Goal: Give back exactly the lines from the one containing "Exercise. Point to every instance of the blond" through the end of the records, including both, and no others.
== Dataset records ==
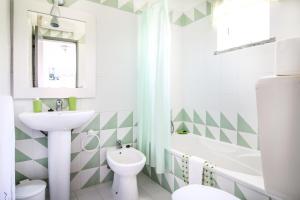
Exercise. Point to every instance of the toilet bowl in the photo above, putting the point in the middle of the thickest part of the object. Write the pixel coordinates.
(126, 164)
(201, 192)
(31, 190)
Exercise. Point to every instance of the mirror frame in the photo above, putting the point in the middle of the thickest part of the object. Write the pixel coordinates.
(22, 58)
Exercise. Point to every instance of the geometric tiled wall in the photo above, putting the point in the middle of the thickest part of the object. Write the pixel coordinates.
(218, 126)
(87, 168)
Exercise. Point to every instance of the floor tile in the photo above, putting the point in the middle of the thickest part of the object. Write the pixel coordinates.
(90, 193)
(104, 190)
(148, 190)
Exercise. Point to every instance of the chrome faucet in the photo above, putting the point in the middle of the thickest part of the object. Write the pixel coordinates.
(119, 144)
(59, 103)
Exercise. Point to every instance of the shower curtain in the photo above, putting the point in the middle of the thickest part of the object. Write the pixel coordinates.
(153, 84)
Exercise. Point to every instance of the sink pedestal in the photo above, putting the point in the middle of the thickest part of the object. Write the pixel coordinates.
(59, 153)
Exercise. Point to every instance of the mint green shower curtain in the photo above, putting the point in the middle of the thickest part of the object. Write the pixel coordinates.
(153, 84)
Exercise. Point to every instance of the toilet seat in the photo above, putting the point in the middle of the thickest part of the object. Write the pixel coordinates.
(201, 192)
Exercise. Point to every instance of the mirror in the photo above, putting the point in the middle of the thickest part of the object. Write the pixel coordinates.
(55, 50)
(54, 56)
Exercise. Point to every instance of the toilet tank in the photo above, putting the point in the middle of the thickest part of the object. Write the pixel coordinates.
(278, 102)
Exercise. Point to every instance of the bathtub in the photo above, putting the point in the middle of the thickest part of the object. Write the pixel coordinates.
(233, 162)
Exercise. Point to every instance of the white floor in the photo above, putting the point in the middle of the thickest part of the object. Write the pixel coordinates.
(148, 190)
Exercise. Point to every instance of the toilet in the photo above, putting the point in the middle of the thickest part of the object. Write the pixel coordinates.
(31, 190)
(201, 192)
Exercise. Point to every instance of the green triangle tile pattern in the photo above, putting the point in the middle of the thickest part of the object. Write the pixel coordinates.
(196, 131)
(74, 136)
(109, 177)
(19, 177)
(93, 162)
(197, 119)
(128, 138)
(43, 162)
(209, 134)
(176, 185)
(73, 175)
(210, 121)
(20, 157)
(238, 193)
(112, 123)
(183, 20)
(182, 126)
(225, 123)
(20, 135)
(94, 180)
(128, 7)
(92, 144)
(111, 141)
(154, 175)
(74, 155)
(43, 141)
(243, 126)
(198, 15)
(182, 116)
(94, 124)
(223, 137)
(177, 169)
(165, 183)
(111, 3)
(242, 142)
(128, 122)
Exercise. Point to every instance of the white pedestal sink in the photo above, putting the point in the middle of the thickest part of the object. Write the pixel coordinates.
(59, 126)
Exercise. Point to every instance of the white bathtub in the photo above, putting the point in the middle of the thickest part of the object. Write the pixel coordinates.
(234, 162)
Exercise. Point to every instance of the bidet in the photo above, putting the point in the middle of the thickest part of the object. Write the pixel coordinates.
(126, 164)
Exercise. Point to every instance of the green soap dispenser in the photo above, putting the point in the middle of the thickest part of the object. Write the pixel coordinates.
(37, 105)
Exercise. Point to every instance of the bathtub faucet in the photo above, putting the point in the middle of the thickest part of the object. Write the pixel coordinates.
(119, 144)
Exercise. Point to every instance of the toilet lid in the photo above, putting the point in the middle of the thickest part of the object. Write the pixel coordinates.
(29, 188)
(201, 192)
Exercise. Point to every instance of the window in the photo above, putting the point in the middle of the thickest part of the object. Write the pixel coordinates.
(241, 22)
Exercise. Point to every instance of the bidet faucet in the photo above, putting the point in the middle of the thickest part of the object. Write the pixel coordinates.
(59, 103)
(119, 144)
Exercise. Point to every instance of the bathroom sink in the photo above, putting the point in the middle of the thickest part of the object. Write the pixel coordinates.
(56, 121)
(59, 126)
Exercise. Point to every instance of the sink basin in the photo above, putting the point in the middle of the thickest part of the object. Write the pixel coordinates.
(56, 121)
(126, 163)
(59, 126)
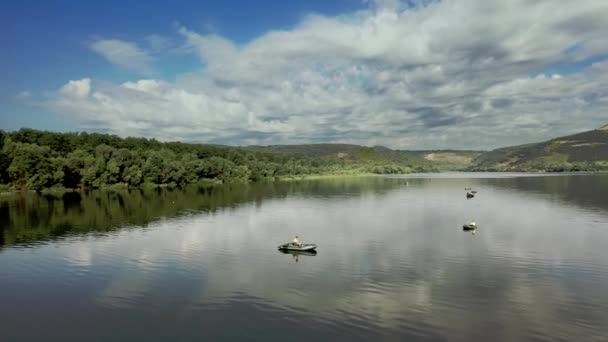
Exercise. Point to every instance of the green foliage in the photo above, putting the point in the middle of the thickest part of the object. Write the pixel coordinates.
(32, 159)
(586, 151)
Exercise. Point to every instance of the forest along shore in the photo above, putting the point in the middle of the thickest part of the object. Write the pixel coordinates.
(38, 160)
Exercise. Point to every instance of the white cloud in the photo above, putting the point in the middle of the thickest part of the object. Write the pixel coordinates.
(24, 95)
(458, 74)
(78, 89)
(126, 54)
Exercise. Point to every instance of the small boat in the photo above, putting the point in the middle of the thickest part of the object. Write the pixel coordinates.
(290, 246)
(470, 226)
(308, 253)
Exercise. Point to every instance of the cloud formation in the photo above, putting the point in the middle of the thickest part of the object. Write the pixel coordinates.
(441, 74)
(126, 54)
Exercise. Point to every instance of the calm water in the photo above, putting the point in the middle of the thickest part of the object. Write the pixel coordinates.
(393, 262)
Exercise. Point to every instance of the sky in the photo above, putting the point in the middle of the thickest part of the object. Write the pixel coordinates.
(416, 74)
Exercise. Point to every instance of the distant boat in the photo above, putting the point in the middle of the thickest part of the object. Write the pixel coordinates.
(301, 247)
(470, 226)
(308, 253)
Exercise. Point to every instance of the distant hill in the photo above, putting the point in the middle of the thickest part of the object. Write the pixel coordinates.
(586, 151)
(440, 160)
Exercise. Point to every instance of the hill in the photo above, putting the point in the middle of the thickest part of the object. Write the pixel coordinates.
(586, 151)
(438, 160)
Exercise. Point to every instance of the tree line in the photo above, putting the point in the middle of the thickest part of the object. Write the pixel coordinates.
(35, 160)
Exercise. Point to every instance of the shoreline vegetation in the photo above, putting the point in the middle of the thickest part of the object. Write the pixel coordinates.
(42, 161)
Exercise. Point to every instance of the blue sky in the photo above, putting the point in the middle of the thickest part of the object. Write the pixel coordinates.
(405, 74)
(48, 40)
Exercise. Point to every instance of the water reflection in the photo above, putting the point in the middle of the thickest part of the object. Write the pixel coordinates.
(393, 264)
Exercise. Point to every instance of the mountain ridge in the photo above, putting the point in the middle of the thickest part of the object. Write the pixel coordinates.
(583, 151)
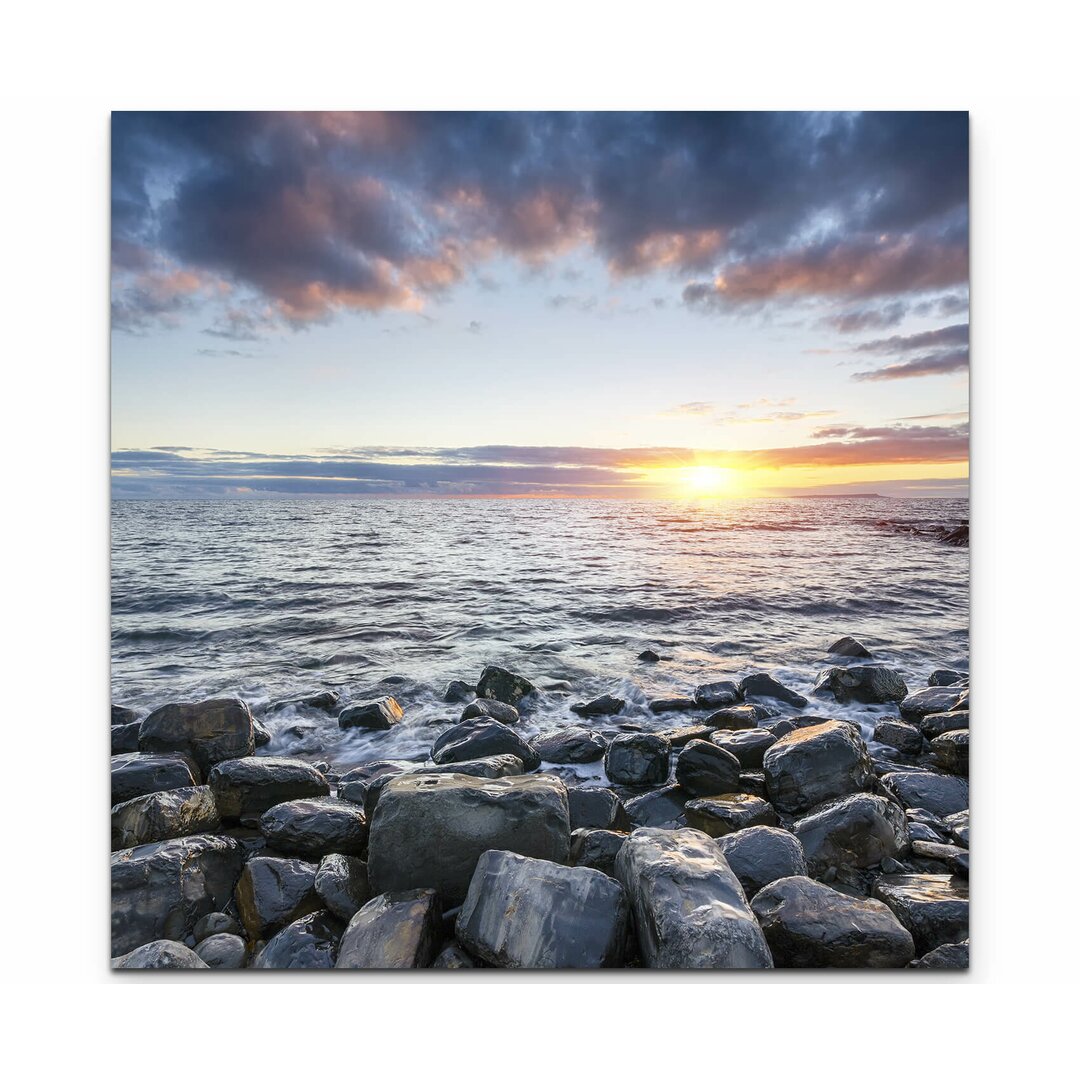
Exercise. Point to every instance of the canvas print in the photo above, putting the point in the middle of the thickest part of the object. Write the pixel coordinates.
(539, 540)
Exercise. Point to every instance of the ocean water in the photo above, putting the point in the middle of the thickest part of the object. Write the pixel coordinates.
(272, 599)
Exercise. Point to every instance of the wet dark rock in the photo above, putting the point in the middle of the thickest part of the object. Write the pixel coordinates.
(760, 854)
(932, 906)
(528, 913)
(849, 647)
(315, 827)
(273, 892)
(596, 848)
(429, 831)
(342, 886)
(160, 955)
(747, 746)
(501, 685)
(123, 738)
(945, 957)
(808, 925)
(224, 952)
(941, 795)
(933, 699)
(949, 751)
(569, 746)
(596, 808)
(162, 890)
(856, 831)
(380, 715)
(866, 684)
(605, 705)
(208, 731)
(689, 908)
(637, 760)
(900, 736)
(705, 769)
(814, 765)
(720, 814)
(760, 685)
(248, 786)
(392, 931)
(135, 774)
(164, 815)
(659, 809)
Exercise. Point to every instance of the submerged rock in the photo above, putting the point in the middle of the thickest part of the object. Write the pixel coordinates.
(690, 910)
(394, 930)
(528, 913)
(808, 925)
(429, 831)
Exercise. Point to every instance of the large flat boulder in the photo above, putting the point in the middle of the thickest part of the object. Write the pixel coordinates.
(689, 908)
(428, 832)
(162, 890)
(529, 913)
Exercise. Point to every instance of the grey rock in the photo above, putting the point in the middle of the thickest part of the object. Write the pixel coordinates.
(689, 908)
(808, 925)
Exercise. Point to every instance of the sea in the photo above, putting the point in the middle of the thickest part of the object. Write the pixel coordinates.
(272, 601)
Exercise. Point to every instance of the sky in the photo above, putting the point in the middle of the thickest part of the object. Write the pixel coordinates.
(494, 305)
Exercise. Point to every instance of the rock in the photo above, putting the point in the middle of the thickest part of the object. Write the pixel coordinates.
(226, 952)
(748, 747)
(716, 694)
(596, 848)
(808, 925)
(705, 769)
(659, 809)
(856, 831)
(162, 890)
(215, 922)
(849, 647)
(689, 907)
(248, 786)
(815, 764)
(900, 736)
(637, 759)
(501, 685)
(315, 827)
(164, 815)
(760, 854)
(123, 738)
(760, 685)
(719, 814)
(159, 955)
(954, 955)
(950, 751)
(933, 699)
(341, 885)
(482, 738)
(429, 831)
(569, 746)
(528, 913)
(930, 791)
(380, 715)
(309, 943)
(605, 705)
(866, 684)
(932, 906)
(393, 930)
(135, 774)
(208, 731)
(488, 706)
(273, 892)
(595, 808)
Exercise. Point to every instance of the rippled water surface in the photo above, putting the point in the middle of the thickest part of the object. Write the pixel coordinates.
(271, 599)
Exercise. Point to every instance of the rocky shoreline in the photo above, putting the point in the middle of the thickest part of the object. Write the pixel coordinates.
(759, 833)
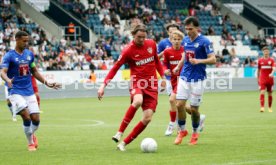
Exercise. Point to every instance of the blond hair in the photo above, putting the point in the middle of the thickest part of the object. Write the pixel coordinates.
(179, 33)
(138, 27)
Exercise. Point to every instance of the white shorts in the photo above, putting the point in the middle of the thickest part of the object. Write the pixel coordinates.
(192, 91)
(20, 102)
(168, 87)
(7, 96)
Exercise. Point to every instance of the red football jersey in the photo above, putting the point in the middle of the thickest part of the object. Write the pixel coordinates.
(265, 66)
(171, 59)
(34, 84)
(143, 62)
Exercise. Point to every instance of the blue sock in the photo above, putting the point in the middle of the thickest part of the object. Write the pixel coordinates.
===
Solution below:
Exercise. Point to every instance of the blond hair in the photo above, putting the point in the middle of the thickest part of the object. Write the pixel coordinates.
(179, 33)
(138, 27)
Exercise. Point to every instance of the white shorts in the photo above, putting the point in the middle of the thickest part of the object. Write the pixel coordinates.
(192, 91)
(20, 102)
(168, 87)
(7, 96)
Exercise. Point to every instance of the red football jersey in the photo above, putting the point in the middle of the thickest part of the object. Write the pixel coordinates.
(265, 66)
(171, 59)
(34, 84)
(143, 62)
Exercise. Point to every instance of the blue sock in the photo above, putting the point in the middle of the thickest part of the object. Write the pixel coordinates.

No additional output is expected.